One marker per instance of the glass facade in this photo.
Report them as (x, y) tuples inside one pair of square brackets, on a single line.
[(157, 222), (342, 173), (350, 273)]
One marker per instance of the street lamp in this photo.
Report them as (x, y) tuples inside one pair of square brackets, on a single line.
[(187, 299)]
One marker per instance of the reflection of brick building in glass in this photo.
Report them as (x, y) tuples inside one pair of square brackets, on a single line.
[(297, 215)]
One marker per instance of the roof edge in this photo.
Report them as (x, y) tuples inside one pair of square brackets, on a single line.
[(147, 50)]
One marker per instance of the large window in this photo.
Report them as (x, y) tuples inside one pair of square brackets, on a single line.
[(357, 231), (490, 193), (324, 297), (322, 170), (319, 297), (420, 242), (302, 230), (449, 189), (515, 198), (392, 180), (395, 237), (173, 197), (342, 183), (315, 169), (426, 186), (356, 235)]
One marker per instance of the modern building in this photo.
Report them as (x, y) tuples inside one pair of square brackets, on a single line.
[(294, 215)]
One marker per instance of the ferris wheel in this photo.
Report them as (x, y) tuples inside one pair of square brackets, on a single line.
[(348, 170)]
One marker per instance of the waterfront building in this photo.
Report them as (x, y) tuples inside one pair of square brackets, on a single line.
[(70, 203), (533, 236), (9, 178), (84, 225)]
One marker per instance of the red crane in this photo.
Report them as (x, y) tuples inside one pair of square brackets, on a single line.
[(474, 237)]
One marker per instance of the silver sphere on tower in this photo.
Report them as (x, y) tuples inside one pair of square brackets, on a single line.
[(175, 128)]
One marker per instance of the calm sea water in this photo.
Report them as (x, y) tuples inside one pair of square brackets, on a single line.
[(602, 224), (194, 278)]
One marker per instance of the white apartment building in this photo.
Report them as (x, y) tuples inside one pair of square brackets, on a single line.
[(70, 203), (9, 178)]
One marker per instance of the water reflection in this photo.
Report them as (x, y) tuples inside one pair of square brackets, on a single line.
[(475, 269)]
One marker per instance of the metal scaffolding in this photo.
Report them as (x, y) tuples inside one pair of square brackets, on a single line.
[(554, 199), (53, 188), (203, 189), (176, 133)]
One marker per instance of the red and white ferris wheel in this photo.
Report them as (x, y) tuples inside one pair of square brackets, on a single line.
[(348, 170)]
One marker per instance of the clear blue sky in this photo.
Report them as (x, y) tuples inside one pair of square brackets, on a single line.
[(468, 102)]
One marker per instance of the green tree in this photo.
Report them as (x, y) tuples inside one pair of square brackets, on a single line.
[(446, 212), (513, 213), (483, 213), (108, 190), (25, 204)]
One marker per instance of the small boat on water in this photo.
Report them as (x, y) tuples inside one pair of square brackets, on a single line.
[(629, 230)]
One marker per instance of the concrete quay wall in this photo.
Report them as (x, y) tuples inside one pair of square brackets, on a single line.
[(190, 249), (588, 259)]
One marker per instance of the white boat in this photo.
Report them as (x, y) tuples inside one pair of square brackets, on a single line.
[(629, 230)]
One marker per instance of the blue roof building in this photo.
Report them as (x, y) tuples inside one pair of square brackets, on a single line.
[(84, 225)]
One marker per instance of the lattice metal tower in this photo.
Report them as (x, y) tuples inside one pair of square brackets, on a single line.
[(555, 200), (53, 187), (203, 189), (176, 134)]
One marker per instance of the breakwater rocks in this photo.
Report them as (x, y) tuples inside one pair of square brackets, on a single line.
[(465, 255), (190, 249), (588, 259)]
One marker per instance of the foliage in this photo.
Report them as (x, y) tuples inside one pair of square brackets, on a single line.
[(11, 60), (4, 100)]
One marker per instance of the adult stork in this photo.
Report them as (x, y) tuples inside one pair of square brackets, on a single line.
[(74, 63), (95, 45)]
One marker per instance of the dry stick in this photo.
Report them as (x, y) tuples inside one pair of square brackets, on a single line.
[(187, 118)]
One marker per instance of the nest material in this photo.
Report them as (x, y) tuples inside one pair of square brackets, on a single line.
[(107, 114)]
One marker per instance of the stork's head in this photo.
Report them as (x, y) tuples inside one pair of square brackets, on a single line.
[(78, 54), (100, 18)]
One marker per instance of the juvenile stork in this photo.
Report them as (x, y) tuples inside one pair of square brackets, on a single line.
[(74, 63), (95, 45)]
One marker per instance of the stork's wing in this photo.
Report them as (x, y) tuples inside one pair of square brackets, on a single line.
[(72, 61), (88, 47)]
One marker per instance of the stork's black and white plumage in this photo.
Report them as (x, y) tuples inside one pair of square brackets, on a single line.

▶ Stated exercise
Copy the records from the start through the line containing "[(187, 299)]", requests included, and multiply every point coordinate in the answers by 1.3, rounding to whole numbers with halves going up. Leave the requests and their format samples unchanged.

▶ Output below
One marker per instance of the glass facade in this photo.
Report them as (x, y) tuples inside one pair of square brackets, on a single line.
[(204, 289), (445, 225), (455, 355)]
One marker per instance of the street lamp in this photo.
Report them as (x, y) tuples inside one pair of square brackets, on a single line.
[(243, 389)]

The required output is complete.